--- START TEXT BLOCK ---
Class KASRTextAligner

java.lang.Object
com.keenresearch.keenasr.KASRTextAligner
All Implemented Interfaces:
AutoCloseable

public class KASRTextAligner extends Object implements AutoCloseable
KASRTextAligner aligns hypothesis text (typically from speech recognition result against a reference text using dynamic programming edit distance. Typical use is oral-reading scoring: a user reads a known passage, the ASR produces a hypothesis, and the aligner reports which reference words were read correctly, which were skipped, and how far the reader got. The same primitive supports word-error-rate reporting for batch ASR evaluation. The reference text is normalized and tokenized once at construction and cached. Subsequent calls to align(java.lang.String) and incrementalAlign(java.lang.String) normalize their recognized inputs using the same rules, so reference and recognized sides share a canonical form. The language code passed at construction must match the ASR bundle that produced (or will produce) the recognized text — normalization differs subtly between languages (accent handling, & expansion, etc.) and a mismatch silently degrades accuracy.

Stateless vs. incremental

  • align(java.lang.String) recomputes alignment from scratch each call. Safe to call concurrently from multiple threads.
  • incrementalAlign(java.lang.String) caches DP rows from the previous call and reuses them up to the longest common prefix of consecutive recognized inputs, amortizing cost across a stream of partial ASR results. Not thread-safe. Call reset() between utterances.
Implements AutoCloseable; callers should close the aligner when done to release the underlying native object promptly, or rely on the finalizer as a safety net.
  • Constructor Details

    • KASRTextAligner

      public KASRTextAligner(String reference, String langCode)
      Constructs an aligner bound to the given reference text and language code. The reference is normalized and tokenized at construction; the cached token vector is available via getReferenceTokens().
      Parameters:
      reference - Reference text to align against. Must not be null.
      langCode - ASR bundle language code, e.g. "en-us", "fr-fr", "de-de", "es-es". Must not be null.
      Throws:
      IllegalArgumentException - if either argument is null.
      IllegalStateException - if the underlying native aligner could not be constructed.
    • KASRTextAligner

      public KASRTextAligner(String reference, KASRRecognizer recognizer)
      Convenience constructor that sources the language code from a recognizer instance. Equivalent to new KASRTextAligner(reference, recognizer.getASRBundleLang()).
      Parameters:
      reference - Reference text to align against. Must not be null.
      recognizer - Initialized recognizer whose ASR bundle defines the language code. Must not be null.
  • Method Details

    • getLangCode

      public final String getLangCode()
      Returns:
      Language code this aligner was constructed with.
--- END TEXT BLOCK ---
--- START EXTRACTED MATERIAL ---
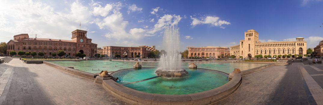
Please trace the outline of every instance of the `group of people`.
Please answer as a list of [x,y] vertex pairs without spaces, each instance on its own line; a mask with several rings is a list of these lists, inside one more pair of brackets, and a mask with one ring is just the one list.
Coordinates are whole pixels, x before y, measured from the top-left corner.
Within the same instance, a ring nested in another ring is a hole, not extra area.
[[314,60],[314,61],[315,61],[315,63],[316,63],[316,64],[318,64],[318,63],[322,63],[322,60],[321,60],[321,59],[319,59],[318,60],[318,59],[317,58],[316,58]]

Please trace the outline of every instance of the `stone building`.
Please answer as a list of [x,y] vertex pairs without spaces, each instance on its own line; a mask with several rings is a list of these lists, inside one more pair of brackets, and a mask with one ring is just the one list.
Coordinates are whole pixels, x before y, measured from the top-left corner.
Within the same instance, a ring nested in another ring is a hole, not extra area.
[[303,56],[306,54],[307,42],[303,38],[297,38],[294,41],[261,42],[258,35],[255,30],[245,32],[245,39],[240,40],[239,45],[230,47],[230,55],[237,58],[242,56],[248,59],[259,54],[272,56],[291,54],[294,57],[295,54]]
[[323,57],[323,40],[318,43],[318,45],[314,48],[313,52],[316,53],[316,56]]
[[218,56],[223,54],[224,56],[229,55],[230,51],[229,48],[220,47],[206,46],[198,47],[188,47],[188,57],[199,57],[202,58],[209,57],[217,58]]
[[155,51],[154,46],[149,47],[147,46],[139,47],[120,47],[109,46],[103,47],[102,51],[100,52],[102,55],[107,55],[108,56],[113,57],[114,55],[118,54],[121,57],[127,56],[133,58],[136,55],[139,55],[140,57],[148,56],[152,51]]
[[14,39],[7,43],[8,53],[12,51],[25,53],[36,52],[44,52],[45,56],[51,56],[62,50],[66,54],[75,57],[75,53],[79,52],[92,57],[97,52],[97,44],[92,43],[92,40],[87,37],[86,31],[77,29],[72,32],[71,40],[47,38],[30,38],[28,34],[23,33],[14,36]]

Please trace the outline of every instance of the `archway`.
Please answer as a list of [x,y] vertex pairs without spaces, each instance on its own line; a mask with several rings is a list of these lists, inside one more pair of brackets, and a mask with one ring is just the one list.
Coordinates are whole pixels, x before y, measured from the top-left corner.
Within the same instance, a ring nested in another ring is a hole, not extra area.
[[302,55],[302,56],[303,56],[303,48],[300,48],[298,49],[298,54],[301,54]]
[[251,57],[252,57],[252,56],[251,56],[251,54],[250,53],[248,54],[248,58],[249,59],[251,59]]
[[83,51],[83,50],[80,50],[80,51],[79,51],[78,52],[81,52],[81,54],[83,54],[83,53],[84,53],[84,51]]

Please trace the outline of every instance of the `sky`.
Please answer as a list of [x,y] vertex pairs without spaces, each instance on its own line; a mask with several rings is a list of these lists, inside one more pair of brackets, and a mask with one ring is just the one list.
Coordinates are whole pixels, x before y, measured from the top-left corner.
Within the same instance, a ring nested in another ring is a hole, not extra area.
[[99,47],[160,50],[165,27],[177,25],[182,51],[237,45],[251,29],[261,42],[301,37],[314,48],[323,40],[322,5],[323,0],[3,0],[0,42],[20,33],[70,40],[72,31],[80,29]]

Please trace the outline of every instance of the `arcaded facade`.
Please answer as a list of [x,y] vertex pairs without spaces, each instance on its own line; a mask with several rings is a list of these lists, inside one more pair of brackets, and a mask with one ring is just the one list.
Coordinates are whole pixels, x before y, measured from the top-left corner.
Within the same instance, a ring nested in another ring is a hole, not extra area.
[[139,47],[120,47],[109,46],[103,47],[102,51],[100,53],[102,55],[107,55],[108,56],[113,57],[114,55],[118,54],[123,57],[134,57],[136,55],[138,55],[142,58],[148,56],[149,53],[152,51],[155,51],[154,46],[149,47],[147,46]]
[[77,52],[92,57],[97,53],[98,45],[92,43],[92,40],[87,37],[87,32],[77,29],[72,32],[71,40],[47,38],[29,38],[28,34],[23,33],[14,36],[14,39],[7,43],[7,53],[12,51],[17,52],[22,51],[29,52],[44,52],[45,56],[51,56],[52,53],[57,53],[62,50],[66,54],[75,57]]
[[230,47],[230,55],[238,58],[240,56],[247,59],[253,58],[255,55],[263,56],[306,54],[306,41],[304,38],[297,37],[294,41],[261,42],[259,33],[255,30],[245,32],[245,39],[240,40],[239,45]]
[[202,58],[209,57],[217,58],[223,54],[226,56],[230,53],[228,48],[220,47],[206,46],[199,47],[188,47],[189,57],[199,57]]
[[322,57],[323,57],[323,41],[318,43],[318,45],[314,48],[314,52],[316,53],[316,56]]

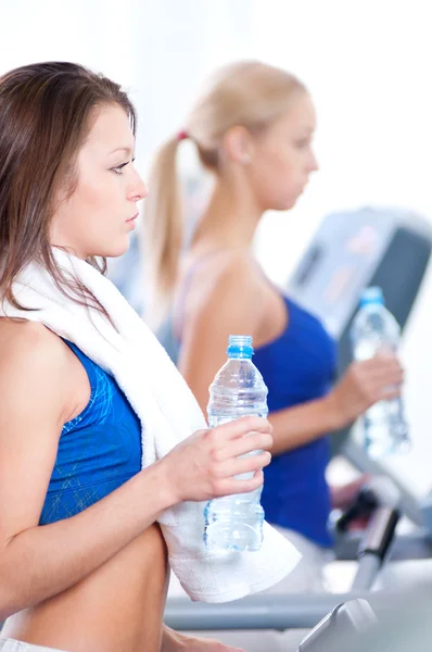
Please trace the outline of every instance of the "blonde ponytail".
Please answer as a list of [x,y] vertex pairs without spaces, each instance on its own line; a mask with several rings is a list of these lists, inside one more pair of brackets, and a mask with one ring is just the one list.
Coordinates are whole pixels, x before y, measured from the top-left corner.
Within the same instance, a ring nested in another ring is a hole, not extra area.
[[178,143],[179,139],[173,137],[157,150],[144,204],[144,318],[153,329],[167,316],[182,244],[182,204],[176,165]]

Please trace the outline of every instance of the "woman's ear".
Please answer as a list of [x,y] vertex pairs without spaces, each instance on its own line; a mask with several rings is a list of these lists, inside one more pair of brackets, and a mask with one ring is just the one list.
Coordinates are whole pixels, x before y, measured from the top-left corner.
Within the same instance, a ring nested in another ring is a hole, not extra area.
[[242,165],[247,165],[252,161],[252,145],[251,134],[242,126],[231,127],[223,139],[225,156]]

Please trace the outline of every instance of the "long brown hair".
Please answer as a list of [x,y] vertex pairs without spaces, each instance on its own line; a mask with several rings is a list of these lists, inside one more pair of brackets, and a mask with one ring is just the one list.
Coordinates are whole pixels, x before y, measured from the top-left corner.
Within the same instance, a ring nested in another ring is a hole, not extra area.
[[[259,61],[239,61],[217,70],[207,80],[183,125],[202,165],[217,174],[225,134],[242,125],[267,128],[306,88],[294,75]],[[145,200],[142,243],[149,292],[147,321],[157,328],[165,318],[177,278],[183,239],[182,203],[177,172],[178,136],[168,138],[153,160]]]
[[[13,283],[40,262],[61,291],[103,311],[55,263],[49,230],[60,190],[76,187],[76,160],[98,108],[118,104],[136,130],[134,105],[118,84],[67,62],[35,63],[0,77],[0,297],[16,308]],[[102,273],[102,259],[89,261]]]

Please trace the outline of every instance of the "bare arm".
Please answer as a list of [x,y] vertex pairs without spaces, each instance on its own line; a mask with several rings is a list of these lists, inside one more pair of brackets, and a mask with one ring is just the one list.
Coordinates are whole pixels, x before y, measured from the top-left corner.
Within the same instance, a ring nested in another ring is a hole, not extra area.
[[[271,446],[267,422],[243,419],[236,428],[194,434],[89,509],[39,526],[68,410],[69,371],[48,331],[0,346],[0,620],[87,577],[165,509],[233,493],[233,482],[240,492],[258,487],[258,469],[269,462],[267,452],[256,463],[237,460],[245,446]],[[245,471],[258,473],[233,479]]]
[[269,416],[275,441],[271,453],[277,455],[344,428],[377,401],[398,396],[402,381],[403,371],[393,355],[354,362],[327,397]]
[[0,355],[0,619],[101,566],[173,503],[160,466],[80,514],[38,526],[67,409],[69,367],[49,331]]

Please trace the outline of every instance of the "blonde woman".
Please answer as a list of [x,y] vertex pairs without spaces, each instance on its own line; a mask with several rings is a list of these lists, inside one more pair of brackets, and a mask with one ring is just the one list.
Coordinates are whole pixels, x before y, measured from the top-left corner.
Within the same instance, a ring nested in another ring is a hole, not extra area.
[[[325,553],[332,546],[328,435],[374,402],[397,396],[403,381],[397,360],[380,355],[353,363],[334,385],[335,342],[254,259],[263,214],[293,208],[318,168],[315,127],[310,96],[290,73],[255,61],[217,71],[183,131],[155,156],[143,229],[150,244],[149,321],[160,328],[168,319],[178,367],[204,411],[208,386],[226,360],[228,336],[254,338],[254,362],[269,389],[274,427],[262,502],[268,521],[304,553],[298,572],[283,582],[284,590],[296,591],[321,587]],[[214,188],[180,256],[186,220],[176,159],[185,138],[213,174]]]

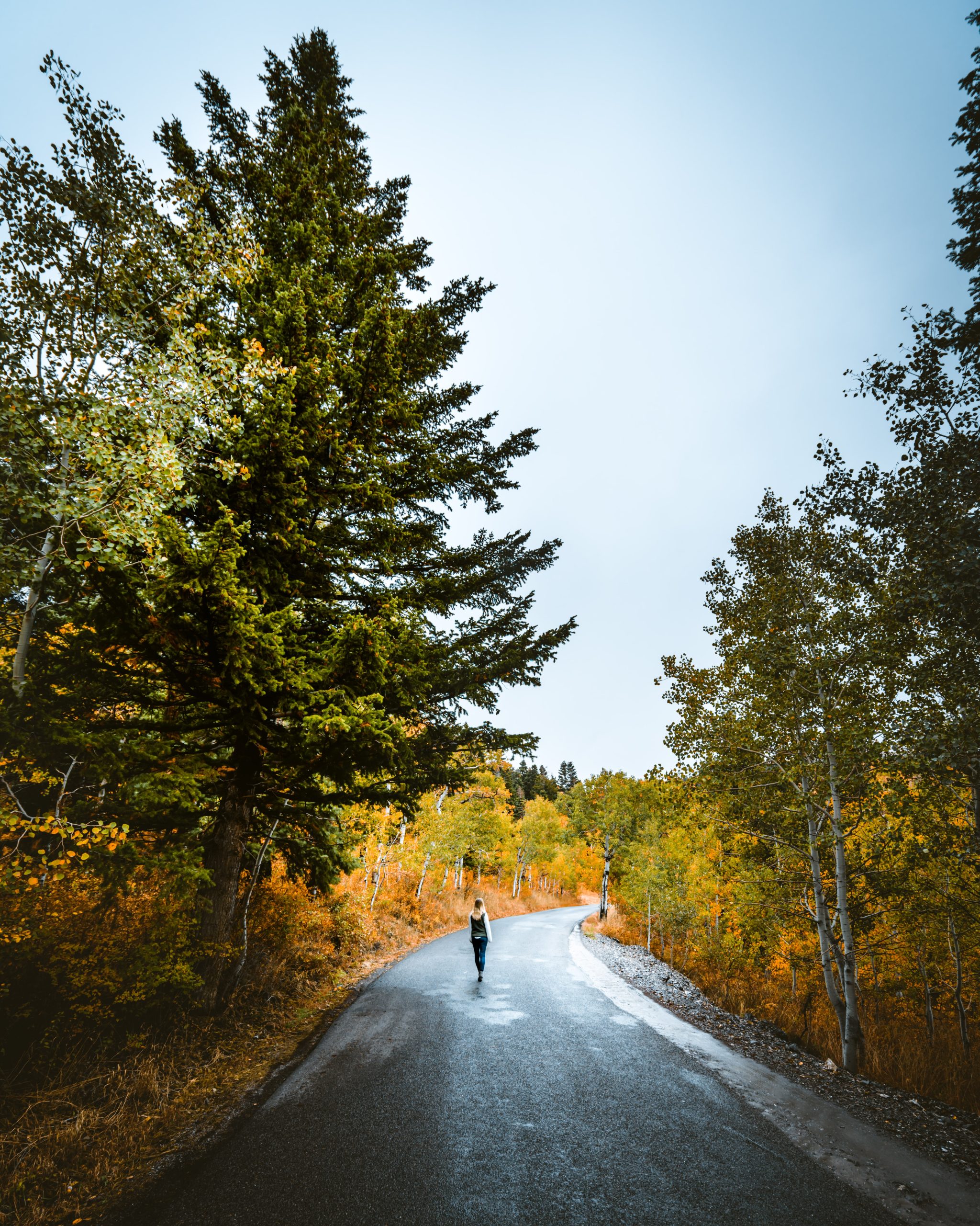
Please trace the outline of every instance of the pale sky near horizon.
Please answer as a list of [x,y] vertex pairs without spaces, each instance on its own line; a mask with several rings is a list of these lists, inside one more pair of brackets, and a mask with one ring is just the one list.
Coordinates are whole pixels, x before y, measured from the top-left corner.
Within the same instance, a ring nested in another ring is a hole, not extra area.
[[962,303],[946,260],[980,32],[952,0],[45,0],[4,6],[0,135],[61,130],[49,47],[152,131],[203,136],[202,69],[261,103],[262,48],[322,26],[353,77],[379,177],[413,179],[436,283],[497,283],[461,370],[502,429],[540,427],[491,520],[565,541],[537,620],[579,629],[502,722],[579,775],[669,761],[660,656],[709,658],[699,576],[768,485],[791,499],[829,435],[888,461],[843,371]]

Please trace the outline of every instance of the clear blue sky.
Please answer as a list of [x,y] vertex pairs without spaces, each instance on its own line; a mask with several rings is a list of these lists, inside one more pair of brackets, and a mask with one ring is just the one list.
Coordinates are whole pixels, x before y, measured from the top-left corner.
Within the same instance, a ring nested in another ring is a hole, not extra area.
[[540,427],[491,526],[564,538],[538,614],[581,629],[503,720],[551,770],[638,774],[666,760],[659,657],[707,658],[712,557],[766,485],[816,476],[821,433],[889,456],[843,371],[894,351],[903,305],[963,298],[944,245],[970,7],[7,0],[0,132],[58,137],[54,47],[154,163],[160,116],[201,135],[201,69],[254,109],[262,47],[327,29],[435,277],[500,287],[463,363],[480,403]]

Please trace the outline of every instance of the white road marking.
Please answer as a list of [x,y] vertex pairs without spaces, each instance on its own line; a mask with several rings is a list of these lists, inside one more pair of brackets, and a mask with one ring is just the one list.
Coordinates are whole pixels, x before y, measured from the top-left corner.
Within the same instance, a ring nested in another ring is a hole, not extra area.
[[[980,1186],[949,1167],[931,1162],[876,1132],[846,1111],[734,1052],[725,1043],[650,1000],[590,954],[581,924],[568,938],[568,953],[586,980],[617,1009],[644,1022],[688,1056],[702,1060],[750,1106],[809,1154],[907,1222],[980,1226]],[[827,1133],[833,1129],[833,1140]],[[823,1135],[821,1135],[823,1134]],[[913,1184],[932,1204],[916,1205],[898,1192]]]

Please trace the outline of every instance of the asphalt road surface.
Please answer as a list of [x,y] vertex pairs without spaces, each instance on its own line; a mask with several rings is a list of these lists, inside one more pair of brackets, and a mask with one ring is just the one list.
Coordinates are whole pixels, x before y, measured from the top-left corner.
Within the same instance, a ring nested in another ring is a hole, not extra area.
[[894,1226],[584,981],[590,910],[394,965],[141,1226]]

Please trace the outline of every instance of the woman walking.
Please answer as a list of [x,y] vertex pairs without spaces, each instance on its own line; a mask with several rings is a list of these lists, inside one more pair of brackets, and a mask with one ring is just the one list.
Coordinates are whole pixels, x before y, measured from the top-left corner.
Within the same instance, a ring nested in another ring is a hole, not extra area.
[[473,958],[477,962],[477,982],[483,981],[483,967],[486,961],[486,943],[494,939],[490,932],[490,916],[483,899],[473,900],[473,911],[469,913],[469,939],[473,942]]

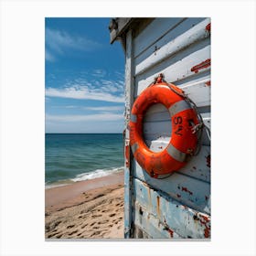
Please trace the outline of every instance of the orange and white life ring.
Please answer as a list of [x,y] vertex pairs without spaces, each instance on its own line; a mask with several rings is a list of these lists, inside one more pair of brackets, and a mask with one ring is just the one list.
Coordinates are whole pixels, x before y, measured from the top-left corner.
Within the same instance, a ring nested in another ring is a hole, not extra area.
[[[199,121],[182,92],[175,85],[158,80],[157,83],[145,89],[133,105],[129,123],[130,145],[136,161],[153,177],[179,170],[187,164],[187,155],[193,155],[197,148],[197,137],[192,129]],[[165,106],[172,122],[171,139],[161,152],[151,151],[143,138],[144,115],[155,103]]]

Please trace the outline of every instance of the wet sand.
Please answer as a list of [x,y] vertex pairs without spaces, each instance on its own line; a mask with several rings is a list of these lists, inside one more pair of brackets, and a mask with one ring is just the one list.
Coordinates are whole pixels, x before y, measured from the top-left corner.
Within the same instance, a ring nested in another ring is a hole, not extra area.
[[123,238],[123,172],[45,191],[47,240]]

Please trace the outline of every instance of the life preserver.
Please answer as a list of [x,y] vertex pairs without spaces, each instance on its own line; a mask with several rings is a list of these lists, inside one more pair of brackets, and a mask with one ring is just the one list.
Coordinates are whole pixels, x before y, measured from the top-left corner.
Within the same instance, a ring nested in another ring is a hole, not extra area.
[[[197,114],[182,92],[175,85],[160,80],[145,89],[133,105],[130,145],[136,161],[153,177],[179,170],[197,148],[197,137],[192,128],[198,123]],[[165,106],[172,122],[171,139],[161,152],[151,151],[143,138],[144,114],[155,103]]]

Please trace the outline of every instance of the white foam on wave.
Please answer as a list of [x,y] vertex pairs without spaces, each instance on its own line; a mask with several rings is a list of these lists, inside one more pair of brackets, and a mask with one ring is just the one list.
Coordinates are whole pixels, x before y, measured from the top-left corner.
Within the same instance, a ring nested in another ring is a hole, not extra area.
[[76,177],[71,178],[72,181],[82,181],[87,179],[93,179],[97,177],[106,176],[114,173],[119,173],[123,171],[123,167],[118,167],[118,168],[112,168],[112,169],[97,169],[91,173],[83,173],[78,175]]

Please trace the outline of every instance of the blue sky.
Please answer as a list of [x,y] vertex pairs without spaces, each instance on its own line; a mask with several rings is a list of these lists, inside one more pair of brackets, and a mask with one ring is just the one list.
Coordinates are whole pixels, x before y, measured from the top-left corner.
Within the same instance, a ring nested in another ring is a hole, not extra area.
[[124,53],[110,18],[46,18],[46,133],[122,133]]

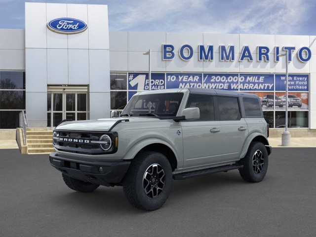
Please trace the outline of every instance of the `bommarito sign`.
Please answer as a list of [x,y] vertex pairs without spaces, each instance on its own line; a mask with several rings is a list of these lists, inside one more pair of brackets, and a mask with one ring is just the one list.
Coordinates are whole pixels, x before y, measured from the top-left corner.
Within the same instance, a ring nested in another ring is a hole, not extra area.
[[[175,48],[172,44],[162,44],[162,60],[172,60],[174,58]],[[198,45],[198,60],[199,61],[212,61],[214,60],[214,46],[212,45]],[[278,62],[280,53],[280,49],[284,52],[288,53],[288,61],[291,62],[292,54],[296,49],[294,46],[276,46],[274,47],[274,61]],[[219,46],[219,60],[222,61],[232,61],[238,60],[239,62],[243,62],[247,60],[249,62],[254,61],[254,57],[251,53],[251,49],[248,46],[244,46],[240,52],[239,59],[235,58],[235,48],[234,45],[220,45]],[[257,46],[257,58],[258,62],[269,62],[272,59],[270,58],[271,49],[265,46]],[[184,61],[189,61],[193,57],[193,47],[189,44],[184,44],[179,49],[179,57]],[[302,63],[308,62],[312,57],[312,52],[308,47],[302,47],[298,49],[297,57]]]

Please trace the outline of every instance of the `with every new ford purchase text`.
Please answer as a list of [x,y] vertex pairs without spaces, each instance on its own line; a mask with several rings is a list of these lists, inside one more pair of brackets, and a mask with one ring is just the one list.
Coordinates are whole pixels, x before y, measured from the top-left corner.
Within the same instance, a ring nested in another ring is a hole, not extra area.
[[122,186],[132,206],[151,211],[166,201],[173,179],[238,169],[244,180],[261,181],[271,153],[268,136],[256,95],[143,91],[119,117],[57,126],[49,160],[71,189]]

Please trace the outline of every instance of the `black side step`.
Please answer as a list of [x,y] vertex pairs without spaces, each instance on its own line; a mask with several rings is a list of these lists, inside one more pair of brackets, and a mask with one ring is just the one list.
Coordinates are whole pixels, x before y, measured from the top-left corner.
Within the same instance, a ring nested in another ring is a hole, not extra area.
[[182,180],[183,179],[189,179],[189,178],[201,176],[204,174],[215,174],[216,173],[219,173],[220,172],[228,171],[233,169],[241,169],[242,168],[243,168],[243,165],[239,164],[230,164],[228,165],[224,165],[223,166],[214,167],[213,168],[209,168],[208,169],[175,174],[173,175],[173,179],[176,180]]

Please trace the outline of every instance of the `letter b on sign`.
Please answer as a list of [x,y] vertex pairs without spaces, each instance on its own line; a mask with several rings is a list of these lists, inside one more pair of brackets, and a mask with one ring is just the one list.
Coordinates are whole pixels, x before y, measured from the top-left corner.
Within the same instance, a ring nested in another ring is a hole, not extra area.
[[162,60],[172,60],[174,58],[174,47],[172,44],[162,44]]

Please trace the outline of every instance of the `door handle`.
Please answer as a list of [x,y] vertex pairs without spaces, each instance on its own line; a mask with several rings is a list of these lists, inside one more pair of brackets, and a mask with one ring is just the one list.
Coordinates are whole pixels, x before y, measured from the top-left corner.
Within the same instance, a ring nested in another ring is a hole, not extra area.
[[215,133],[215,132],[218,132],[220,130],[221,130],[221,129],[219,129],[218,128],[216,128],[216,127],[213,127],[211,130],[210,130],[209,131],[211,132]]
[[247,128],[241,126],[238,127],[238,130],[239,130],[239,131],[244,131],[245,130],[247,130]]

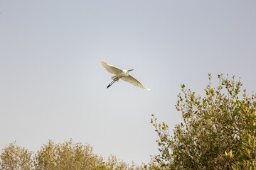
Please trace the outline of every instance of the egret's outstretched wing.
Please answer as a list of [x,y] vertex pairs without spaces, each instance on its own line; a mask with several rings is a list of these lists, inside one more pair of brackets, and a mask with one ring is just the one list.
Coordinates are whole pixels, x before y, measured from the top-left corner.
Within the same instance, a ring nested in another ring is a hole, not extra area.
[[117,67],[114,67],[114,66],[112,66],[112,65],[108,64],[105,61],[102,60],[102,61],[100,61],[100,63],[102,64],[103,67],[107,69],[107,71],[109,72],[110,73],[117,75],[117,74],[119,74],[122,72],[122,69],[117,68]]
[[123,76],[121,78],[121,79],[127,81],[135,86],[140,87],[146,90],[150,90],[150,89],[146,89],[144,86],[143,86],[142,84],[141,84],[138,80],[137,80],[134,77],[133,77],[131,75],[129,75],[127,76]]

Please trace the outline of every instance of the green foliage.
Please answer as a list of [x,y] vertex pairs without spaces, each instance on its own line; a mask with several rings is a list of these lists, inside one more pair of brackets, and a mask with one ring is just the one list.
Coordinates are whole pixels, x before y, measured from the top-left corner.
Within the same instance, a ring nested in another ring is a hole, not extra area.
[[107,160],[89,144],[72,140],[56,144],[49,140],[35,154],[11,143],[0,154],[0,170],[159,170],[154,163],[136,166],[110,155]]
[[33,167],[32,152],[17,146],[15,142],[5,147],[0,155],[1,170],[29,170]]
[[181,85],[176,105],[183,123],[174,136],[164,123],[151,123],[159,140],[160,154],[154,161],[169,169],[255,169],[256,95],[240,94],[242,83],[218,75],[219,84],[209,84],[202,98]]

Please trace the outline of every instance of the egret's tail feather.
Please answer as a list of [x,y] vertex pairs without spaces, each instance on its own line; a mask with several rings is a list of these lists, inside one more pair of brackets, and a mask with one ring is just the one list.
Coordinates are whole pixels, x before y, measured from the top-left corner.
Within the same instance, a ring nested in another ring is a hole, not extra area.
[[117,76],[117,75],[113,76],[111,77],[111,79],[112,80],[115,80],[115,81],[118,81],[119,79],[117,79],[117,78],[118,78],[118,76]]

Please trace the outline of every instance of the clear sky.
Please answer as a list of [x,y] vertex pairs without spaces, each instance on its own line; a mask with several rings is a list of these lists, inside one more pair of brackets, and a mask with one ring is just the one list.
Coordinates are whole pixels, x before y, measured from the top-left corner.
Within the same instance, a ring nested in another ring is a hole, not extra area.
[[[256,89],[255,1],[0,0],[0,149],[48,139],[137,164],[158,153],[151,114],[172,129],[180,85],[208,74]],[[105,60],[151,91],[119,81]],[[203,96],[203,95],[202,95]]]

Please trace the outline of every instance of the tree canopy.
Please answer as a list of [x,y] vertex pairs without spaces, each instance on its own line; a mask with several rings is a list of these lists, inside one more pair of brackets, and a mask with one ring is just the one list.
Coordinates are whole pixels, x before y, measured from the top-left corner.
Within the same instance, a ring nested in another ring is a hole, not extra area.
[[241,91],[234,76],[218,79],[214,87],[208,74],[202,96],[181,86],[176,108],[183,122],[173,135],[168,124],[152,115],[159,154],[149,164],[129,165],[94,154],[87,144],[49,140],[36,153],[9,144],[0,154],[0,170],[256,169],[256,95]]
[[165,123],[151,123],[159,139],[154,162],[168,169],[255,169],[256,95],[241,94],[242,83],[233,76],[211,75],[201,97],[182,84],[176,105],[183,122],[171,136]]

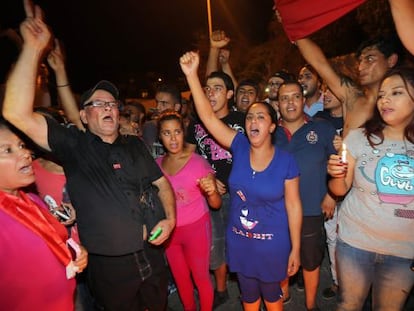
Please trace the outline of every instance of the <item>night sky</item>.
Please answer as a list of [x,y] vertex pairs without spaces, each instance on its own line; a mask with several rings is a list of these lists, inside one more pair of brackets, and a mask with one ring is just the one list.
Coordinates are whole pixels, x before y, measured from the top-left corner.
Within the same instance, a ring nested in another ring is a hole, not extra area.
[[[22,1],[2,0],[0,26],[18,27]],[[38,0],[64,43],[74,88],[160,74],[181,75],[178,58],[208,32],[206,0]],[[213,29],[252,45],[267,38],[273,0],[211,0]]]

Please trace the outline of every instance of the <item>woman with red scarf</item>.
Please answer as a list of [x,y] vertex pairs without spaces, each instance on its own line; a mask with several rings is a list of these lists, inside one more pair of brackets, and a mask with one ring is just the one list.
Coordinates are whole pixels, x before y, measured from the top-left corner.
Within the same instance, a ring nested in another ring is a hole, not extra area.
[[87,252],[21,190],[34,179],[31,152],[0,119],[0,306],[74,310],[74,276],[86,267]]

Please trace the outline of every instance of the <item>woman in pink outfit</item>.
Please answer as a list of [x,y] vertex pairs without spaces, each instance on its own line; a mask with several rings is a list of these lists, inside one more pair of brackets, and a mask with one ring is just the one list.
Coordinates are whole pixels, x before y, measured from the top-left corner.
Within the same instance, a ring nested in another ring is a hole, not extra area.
--- END EXTRACTED MATERIAL ---
• THE TASK:
Pick up the KASRTextAligner class documentation where it stops and continue it.

• FINAL RESULT:
    • getReferenceTokens

      public final String[] getReferenceTokens()
      Returns:
      Normalized reference tokens, in order. Indices in alignment results refer to positions in this array.
    • align

      public final KASRAlignmentResult align(String recognized)
      Aligns recognized text against the reference using default configuration. Stateless — safe to call concurrently with itself.
      Parameters:
      recognized - Recognized text from the ASR engine. null is treated as an empty string.
      Returns:
      Alignment result. Never null.
      Throws:
      IllegalStateException - if this aligner has been closed.
    • align

      public final KASRAlignmentResult align(String recognized, KASRAlignmentConfig config)
      Aligns recognized text against the reference with custom configuration. Stateless — safe to call concurrently with itself.
      Parameters:
      recognized - Recognized text from the ASR engine. null is treated as an empty string.
      config - Alignment configuration. Pass null for defaults.
      Returns:
      Alignment result. Never null.
      Throws:
      IllegalStateException - if this aligner has been closed.
    • incrementalAlign

      public final KASRAlignmentResult incrementalAlign(String recognized)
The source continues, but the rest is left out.